═════ 抽出テキスト

ホスピス緩和ケア病棟から在宅医療へ
ホスピス緩和ケア病棟で17年余りいろいろな経験をさせていただきました。そこで学んだことの中から「看取り」について少し紹介します。
外科医だった頃の私は最後まで全力で治療することが医者としての役目であり、使命だと思っていましたので、病院での看取りというものは、助けてあげられなかった“敗北”だという意識がありました。
それも間違いではないと思いますが、医師としての力を全力で注いで治療をしてもなお最終的に助からなかった時、患者様やその家族は医師が全力を尽くしてくれたから納得の死だった、とは必ずしも思わないでしょう。
日本の医療は随分と進歩してきましたし、そのお陰で寿命も延びましたが、人の命には限りがあることは今も昔も変わりません。医師であっても助けられない命は当然あります。
また、昔と違い最近では病気が分かっても治療を望まない人もいますし、病気をきっかけに治療の時間は人生の終わりに向けて整理する時間に使いたいと話された方もおられました。
緩和ケア病棟では本人にもご自分の病状を正確に理解してもらい、これからのご希望を伺うことを大切にしていますが、同時に家族にとっても心残りのないと言いますか、振り返ったときに後悔が少なくなるような今まさにこの時間を大切に過ごして欲しいと思い伝えながら、スタッフは毎日心を込めて患者様やご家族と接しています。

══════════
═════ 確認する項目

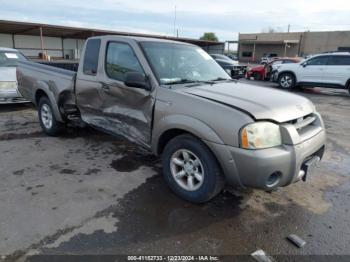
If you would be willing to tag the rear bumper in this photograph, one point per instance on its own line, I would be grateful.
(254, 168)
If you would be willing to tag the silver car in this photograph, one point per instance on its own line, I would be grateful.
(8, 81)
(173, 99)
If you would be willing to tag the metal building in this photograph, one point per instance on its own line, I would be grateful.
(62, 42)
(253, 46)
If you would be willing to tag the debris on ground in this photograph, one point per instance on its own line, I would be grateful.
(296, 240)
(260, 256)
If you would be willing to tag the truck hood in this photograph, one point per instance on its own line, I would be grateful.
(262, 103)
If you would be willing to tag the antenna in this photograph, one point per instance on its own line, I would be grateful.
(175, 21)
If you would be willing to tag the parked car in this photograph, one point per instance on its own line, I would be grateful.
(8, 81)
(173, 99)
(267, 58)
(233, 57)
(324, 70)
(263, 72)
(232, 67)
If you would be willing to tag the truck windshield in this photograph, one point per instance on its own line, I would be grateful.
(10, 58)
(180, 63)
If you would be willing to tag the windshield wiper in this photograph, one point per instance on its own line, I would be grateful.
(187, 81)
(220, 79)
(180, 81)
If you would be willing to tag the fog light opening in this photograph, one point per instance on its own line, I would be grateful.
(273, 179)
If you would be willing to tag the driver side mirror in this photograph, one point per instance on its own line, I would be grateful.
(137, 80)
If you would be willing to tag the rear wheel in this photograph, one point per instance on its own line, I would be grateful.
(191, 170)
(286, 81)
(47, 118)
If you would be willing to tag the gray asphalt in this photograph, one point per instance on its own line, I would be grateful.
(90, 193)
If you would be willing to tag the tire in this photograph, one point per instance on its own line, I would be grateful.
(286, 81)
(47, 119)
(199, 162)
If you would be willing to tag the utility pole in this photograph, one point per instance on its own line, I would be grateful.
(175, 22)
(42, 43)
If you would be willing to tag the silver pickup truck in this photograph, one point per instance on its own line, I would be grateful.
(175, 100)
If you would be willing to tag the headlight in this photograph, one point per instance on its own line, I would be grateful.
(260, 135)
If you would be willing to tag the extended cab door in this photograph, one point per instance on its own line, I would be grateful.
(338, 70)
(108, 103)
(312, 70)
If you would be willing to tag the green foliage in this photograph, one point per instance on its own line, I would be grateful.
(209, 36)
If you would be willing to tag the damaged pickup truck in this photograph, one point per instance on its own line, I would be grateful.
(175, 100)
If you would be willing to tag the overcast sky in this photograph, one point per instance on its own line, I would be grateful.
(225, 18)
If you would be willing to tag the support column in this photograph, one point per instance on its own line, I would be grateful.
(285, 49)
(13, 41)
(254, 47)
(42, 43)
(62, 45)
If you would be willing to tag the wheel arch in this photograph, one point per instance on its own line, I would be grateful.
(42, 90)
(288, 72)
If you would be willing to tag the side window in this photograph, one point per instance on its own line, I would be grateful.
(121, 59)
(277, 62)
(322, 60)
(247, 54)
(91, 56)
(339, 60)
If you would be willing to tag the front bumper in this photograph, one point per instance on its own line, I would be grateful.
(254, 168)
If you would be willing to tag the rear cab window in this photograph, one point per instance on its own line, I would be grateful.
(91, 57)
(121, 59)
(339, 61)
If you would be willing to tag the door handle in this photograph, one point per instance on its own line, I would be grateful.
(104, 86)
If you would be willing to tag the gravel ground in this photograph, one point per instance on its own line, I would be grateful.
(90, 193)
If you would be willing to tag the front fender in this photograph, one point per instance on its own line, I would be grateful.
(206, 134)
(185, 123)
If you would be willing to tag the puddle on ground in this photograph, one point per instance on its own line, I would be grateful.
(133, 161)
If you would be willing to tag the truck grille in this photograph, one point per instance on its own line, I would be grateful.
(303, 122)
(307, 126)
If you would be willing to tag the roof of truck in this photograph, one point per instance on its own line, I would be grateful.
(8, 49)
(141, 39)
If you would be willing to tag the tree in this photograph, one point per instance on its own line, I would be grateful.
(209, 36)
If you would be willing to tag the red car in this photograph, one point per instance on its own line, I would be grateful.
(263, 72)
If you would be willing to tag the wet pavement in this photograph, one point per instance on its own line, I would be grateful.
(90, 193)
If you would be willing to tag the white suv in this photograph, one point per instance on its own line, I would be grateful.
(325, 70)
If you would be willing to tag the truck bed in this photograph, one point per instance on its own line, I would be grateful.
(57, 84)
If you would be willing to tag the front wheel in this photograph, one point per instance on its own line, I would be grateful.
(286, 81)
(191, 170)
(47, 118)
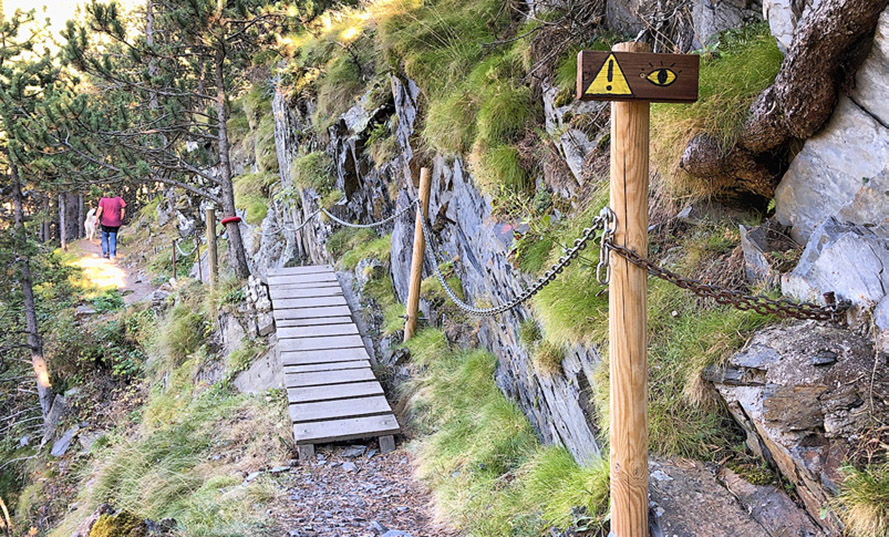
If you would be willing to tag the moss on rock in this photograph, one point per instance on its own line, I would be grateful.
(123, 524)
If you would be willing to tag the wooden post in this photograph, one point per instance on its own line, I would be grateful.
(197, 249)
(212, 259)
(627, 305)
(63, 223)
(413, 297)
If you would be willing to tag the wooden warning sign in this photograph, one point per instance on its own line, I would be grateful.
(637, 76)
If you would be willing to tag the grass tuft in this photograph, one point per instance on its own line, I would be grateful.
(745, 62)
(863, 501)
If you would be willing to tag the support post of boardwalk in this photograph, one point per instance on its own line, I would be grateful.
(212, 258)
(413, 299)
(628, 316)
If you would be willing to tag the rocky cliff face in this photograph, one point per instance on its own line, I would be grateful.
(468, 234)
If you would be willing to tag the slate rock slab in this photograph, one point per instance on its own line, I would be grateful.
(800, 392)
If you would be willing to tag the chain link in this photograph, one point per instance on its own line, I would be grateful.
(764, 305)
(599, 222)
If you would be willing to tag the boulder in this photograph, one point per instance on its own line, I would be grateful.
(831, 176)
(847, 259)
(687, 499)
(783, 16)
(771, 507)
(86, 527)
(829, 171)
(802, 392)
(713, 16)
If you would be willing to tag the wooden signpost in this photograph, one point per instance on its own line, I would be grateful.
(633, 77)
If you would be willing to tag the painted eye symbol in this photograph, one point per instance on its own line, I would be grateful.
(661, 76)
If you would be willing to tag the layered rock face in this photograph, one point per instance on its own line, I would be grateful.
(842, 171)
(804, 393)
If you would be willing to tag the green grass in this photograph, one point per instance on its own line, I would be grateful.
(744, 63)
(377, 248)
(313, 170)
(169, 471)
(252, 193)
(489, 474)
(863, 501)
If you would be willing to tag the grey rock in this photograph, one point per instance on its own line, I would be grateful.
(771, 507)
(350, 467)
(354, 451)
(829, 171)
(801, 414)
(686, 499)
(60, 446)
(87, 439)
(757, 267)
(713, 16)
(378, 528)
(832, 177)
(844, 258)
(881, 323)
(783, 16)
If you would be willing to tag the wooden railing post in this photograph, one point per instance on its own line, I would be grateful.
(174, 259)
(628, 316)
(413, 299)
(212, 258)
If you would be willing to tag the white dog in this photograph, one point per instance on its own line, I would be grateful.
(90, 224)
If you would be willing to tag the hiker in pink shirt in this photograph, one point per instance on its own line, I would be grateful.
(112, 210)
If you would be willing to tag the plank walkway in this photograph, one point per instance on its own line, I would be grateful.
(332, 392)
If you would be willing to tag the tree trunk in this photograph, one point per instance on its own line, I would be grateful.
(827, 47)
(81, 216)
(44, 389)
(63, 228)
(236, 252)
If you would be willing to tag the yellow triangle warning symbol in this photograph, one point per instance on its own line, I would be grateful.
(610, 80)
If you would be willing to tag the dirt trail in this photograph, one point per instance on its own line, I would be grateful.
(349, 492)
(123, 273)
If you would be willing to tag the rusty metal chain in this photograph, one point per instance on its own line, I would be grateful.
(783, 308)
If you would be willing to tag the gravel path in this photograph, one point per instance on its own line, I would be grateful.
(356, 492)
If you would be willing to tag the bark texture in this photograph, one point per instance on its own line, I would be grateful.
(827, 47)
(35, 343)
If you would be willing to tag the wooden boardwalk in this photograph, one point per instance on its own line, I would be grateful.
(332, 391)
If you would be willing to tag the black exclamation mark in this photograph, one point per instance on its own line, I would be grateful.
(610, 74)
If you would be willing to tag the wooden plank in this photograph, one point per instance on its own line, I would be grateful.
(321, 378)
(346, 429)
(317, 331)
(323, 357)
(318, 343)
(312, 313)
(341, 408)
(333, 391)
(296, 303)
(302, 278)
(329, 366)
(304, 269)
(305, 293)
(305, 285)
(291, 323)
(637, 76)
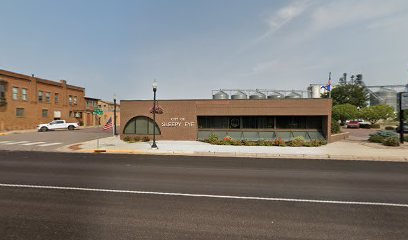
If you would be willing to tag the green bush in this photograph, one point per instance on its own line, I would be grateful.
(376, 139)
(297, 141)
(362, 125)
(279, 142)
(384, 134)
(391, 141)
(335, 127)
(212, 138)
(307, 144)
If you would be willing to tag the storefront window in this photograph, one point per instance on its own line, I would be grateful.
(142, 126)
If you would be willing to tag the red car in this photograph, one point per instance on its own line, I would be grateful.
(353, 124)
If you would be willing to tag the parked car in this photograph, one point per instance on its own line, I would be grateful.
(353, 124)
(405, 128)
(56, 124)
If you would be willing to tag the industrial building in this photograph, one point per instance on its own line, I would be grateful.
(245, 114)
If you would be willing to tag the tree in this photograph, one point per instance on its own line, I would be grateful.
(344, 112)
(375, 113)
(353, 94)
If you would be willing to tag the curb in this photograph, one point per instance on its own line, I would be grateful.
(246, 155)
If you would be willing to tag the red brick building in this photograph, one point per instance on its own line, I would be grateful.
(26, 101)
(241, 119)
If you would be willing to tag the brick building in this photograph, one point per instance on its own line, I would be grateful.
(241, 119)
(26, 101)
(90, 119)
(108, 111)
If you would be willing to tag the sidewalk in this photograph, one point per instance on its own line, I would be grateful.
(341, 150)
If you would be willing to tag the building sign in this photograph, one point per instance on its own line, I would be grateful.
(404, 101)
(177, 122)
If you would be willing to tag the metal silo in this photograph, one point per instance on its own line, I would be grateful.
(220, 95)
(275, 95)
(384, 96)
(257, 95)
(293, 95)
(239, 95)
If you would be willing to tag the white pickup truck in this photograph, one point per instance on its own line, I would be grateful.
(57, 124)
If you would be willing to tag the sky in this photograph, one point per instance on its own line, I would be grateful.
(191, 47)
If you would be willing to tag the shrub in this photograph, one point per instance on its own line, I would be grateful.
(227, 138)
(307, 144)
(384, 134)
(391, 141)
(236, 143)
(363, 125)
(376, 139)
(260, 143)
(279, 142)
(335, 127)
(213, 139)
(297, 141)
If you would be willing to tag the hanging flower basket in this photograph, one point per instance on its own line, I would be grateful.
(158, 109)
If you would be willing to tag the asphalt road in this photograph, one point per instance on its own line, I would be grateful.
(81, 196)
(51, 140)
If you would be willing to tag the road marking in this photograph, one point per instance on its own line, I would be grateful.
(33, 143)
(206, 195)
(48, 144)
(13, 143)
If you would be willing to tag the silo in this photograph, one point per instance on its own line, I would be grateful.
(315, 91)
(384, 96)
(293, 95)
(239, 95)
(257, 95)
(275, 95)
(220, 95)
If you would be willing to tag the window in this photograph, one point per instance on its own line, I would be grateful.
(15, 93)
(141, 125)
(45, 113)
(2, 91)
(48, 97)
(40, 96)
(19, 112)
(24, 95)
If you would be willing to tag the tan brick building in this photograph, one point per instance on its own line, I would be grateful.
(89, 118)
(108, 111)
(241, 119)
(26, 101)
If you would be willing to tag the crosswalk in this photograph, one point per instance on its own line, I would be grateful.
(28, 143)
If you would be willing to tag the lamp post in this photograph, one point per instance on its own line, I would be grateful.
(114, 115)
(154, 85)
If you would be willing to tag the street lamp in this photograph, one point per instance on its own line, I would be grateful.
(114, 115)
(154, 85)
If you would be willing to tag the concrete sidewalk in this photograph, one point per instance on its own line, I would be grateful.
(342, 150)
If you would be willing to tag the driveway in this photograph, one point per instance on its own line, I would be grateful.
(51, 140)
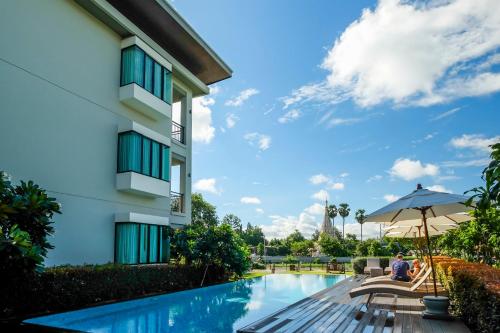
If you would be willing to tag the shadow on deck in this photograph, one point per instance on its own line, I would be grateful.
(333, 310)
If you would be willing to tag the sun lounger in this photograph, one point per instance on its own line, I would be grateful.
(371, 263)
(415, 291)
(386, 279)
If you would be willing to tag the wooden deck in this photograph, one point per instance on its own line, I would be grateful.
(332, 310)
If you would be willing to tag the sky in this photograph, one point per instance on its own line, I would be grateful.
(354, 101)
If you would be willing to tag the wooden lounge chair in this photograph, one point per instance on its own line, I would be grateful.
(414, 291)
(371, 263)
(386, 279)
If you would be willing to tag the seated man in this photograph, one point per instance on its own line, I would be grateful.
(416, 269)
(400, 269)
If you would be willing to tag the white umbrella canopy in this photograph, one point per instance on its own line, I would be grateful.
(421, 204)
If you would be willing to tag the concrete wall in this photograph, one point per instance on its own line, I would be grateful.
(59, 114)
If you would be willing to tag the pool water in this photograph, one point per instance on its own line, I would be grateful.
(221, 308)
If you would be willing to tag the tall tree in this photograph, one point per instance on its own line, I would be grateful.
(202, 212)
(332, 213)
(361, 218)
(344, 211)
(234, 221)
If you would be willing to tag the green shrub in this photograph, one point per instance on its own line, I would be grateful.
(70, 287)
(358, 265)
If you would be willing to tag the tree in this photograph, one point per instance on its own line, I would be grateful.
(253, 235)
(202, 212)
(332, 213)
(344, 211)
(330, 246)
(361, 218)
(234, 221)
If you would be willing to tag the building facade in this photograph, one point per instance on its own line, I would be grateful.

══════════

__作業内容__. 抽出テキストから、「日本の医療は随分と進歩してき」で始まり「者様やご家族と接しています。」で終わる部分を、一字も変えずに出力してください。 項目は抽出テキストとは別の出典から集めたものである。

__回答欄__.
日本の医療は随分と進歩してきましたし、そのお陰で寿命も延びましたが、人の命には限りがあることは今も昔も変わりません。医師であっても助けられない命は当然あります。
また、昔と違い最近では病気が分かっても治療を望まない人もいますし、病気をきっかけに治療の時間は人生の終わりに向けて整理する時間に使いたいと話された方もおられました。
緩和ケア病棟では本人にもご自分の病状を正確に理解してもらい、これからのご希望を伺うことを大切にしていますが、同時に家族にとっても心残りのないと言いますか、振り返ったときに後悔が少なくなるような今まさにこの時間を大切に過ごして欲しいと思い伝えながら、スタッフは毎日心を込めて患者様やご家族と接しています。